** START OF Supplied records **

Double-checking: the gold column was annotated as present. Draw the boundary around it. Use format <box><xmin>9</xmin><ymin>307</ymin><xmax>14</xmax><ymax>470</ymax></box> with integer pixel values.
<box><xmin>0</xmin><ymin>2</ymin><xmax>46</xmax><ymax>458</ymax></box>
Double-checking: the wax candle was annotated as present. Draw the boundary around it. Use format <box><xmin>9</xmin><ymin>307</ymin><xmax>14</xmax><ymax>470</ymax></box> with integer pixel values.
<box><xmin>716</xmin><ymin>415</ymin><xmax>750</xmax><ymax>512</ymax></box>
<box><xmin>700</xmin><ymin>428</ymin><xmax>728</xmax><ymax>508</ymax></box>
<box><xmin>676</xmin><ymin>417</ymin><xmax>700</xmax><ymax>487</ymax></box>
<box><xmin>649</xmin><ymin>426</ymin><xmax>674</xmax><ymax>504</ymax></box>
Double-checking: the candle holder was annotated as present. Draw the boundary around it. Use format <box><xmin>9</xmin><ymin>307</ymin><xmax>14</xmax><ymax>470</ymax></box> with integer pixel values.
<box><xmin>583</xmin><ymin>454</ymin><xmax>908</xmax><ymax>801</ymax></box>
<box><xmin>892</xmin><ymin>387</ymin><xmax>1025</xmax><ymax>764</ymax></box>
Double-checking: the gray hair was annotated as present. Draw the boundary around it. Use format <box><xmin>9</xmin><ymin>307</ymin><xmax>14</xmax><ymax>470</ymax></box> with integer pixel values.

** END OF Supplied records **

Stated problem
From the items above, copy out every line that contains the word "around".

Output of the exercise
Double-checking: the gold column was annotated as present. Draw the boundary around it. Use format <box><xmin>9</xmin><ymin>307</ymin><xmax>14</xmax><ymax>470</ymax></box> with integer pixel values.
Double-checking: the wax candle was annotated as present. Draw the boundary around it. Use format <box><xmin>9</xmin><ymin>307</ymin><xmax>14</xmax><ymax>470</ymax></box> with integer pixel values.
Double-checking: the candle holder was annotated as present. Draw the boundary around it. Use format <box><xmin>9</xmin><ymin>307</ymin><xmax>14</xmax><ymax>470</ymax></box> with integer pixel values.
Double-checking: the gray hair was annotated as present. Draw the boundary around it. Use format <box><xmin>9</xmin><ymin>307</ymin><xmax>14</xmax><ymax>470</ymax></box> with integer pixel values.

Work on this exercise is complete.